* _DATA ENTRIES_
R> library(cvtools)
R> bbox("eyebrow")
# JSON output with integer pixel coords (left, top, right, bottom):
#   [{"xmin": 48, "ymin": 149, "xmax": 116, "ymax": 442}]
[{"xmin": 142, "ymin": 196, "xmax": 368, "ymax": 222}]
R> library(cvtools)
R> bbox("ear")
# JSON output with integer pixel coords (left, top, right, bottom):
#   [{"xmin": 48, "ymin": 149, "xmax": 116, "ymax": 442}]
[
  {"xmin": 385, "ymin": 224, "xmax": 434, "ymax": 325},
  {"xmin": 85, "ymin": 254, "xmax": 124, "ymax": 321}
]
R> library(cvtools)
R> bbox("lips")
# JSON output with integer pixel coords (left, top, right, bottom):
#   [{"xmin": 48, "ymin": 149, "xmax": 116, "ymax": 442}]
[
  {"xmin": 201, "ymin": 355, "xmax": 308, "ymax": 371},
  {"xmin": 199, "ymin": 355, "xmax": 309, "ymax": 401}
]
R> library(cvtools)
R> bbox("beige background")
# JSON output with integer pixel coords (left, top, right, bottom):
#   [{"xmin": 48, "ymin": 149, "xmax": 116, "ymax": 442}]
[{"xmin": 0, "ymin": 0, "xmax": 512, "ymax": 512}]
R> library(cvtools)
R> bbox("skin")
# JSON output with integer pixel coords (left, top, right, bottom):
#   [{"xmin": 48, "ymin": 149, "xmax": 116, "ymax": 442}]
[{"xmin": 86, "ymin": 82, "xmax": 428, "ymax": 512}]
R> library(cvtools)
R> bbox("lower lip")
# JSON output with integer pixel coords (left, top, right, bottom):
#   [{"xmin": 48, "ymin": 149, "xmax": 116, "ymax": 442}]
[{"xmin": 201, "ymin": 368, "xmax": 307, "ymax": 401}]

* _EXERCISE DETAILS_
Copy out all of the data above, line for line, with no changes.

* _ANSWER TO THE EXERCISE_
R> library(cvtools)
R> bbox("eyebrow")
# JSON output with integer pixel coords (left, top, right, bottom):
#   [{"xmin": 48, "ymin": 149, "xmax": 116, "ymax": 442}]
[{"xmin": 142, "ymin": 196, "xmax": 368, "ymax": 222}]
R> library(cvtools)
R> bbox("ear")
# JSON output with integer pixel coords (left, top, right, bottom):
#   [{"xmin": 48, "ymin": 149, "xmax": 116, "ymax": 442}]
[
  {"xmin": 385, "ymin": 224, "xmax": 434, "ymax": 325},
  {"xmin": 85, "ymin": 254, "xmax": 124, "ymax": 321}
]
R> library(cvtools)
R> bbox("lips")
# JSON output with integer pixel coords (left, top, right, bottom):
#   [{"xmin": 48, "ymin": 149, "xmax": 116, "ymax": 442}]
[
  {"xmin": 201, "ymin": 355, "xmax": 308, "ymax": 371},
  {"xmin": 199, "ymin": 355, "xmax": 309, "ymax": 401}
]
R> library(cvtools)
R> bbox("beige background")
# JSON output with integer pixel coords (left, top, right, bottom):
#   [{"xmin": 48, "ymin": 149, "xmax": 116, "ymax": 442}]
[{"xmin": 0, "ymin": 0, "xmax": 512, "ymax": 512}]
R> library(cvtools)
R> bbox("skin")
# JSON output with integer pixel coords (left, top, right, bottom):
#   [{"xmin": 48, "ymin": 149, "xmax": 116, "ymax": 442}]
[{"xmin": 86, "ymin": 82, "xmax": 428, "ymax": 512}]
R> library(cvtools)
R> bbox("lower lip")
# JSON output with integer pixel coords (left, top, right, bottom):
#   [{"xmin": 48, "ymin": 149, "xmax": 116, "ymax": 442}]
[{"xmin": 201, "ymin": 368, "xmax": 307, "ymax": 401}]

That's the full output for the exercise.